» REQUIREMENT
In the records below, how many lines contain the string "head", counting case? Give only the number.

━━━ SUPPLIED INFORMATION ━━━

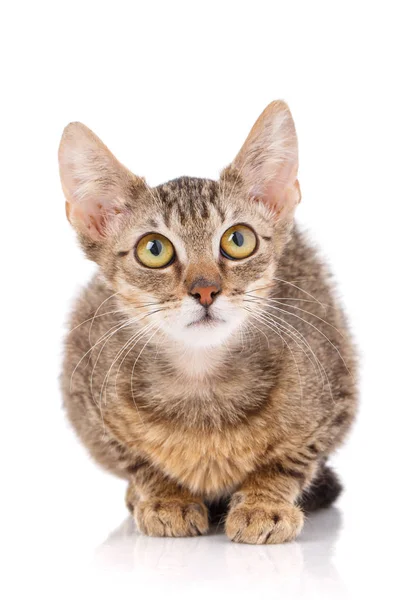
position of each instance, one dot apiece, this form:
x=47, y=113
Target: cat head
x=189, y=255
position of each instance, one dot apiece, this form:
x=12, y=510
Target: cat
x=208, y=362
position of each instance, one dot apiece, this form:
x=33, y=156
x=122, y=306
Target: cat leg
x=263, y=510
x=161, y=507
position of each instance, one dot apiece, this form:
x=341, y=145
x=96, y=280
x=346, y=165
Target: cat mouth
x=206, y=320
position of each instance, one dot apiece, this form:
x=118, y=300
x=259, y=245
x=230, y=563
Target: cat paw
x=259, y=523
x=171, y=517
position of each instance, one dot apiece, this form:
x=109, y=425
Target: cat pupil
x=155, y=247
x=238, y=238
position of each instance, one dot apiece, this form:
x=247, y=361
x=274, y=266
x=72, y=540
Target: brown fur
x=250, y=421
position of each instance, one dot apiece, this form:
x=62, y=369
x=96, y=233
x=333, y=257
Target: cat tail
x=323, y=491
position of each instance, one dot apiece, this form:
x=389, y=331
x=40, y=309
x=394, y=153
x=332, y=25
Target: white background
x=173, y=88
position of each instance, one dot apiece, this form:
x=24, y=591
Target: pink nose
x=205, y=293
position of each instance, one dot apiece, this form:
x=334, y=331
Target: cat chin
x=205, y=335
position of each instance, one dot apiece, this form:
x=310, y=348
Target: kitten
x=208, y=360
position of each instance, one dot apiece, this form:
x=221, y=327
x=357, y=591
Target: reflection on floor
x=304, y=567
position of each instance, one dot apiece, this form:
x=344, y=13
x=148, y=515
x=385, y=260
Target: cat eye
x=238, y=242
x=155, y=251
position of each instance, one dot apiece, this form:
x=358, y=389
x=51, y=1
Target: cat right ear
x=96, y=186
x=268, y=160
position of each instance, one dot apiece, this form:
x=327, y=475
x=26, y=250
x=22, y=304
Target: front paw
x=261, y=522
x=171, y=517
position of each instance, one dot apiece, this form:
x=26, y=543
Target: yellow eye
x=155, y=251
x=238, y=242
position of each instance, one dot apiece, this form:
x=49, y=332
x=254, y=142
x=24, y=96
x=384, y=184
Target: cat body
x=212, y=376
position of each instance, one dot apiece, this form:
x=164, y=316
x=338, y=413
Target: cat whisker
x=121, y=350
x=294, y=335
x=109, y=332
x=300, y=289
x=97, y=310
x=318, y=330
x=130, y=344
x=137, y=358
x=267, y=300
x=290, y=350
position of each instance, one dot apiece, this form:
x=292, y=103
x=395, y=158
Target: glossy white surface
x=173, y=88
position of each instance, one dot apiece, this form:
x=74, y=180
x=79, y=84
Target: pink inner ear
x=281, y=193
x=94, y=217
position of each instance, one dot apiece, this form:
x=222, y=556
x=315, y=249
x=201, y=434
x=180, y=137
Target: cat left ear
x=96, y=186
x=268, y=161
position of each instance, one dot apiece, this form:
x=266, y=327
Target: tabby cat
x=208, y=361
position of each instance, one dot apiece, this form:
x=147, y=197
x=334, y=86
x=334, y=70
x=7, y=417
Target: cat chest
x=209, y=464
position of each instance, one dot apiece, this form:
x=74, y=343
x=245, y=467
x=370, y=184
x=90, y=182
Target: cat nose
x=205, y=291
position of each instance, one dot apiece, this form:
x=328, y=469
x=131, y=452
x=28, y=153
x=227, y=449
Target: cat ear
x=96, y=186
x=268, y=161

━━━
━━━ SUPPLIED INFORMATION ━━━

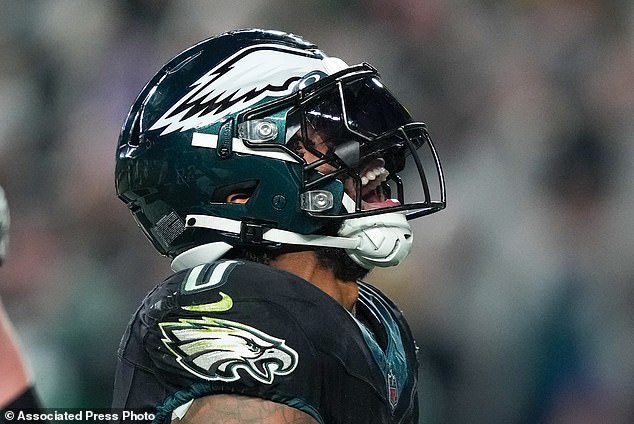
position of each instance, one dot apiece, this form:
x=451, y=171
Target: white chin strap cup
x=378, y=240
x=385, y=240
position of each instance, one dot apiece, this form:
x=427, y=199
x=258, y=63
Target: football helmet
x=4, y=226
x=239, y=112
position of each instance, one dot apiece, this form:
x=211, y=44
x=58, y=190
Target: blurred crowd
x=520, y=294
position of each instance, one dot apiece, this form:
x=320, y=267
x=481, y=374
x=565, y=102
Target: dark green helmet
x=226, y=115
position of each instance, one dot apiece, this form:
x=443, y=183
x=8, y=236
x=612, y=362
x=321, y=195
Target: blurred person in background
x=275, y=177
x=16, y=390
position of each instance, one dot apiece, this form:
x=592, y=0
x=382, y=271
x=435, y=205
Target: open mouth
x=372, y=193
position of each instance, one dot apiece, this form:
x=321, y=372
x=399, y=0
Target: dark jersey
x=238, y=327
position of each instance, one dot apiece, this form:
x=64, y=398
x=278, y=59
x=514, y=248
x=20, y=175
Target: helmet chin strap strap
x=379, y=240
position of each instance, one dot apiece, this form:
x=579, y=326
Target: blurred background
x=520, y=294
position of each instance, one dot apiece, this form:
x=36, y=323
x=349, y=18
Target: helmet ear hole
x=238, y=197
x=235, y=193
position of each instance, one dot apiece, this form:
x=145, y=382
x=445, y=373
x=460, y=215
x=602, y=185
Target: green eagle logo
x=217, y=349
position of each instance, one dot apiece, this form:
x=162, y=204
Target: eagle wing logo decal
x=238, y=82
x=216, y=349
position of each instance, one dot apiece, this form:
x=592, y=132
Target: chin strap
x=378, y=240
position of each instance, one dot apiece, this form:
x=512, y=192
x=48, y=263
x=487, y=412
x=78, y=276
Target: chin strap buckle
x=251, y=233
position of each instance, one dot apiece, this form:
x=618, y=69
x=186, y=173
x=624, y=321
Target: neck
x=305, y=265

━━━
━━━ SUPPLIED INFORMATION ━━━

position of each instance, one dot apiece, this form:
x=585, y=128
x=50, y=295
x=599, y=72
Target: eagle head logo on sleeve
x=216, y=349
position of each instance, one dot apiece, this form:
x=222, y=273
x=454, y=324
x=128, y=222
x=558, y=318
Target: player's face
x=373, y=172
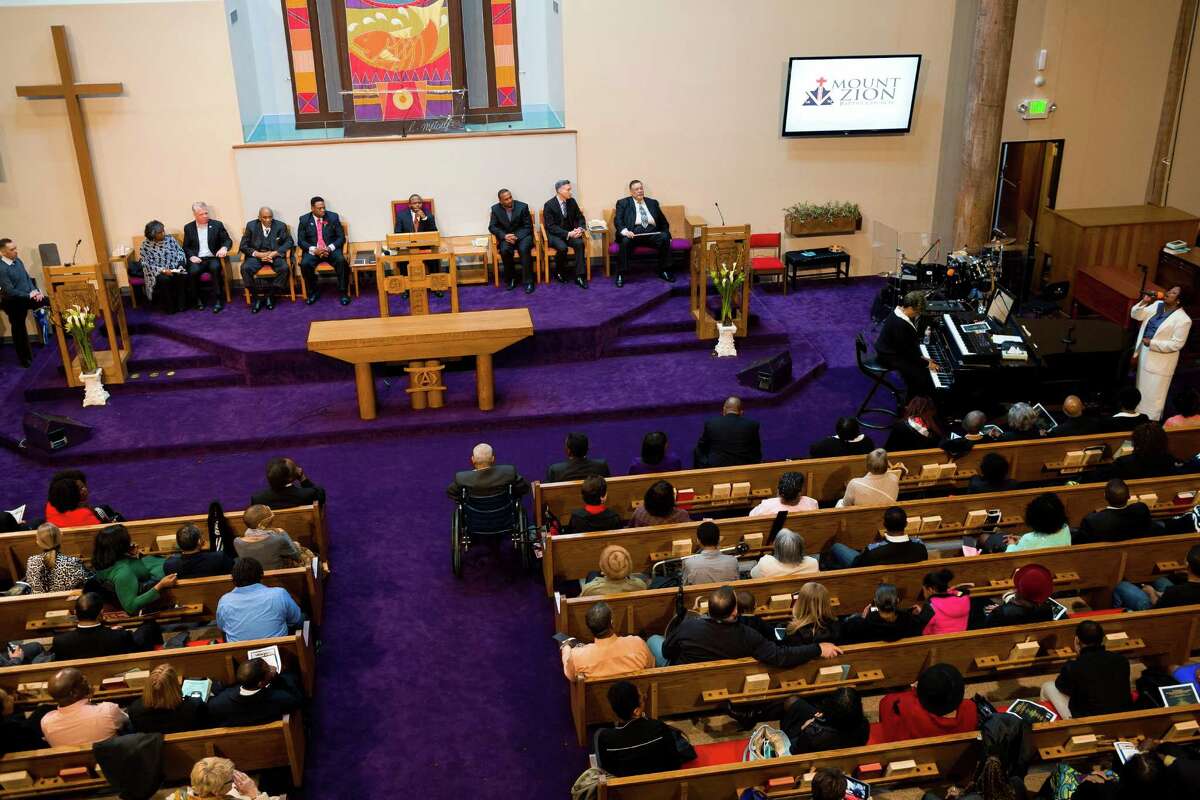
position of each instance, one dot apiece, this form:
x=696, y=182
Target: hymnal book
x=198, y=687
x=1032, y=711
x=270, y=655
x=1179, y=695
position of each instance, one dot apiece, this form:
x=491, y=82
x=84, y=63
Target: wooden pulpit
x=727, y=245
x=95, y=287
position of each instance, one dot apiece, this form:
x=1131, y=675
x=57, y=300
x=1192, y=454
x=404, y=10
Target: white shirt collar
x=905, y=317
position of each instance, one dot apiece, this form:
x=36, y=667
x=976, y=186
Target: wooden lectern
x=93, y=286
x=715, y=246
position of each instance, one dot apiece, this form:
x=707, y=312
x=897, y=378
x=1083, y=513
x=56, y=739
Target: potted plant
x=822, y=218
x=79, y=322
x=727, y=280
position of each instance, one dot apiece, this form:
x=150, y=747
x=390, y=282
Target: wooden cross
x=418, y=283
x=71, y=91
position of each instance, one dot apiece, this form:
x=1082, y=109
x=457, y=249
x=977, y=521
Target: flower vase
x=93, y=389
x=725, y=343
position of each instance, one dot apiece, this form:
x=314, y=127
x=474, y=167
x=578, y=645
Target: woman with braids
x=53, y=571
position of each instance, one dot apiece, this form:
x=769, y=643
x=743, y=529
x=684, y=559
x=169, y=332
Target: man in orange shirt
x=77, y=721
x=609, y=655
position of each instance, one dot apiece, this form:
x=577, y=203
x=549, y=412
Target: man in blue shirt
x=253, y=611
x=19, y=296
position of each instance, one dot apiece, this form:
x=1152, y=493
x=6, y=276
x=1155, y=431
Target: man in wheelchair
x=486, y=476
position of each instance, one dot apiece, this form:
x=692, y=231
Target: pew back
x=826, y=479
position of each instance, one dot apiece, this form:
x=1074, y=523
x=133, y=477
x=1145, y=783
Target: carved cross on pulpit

━━━

» FINISHED TASK
2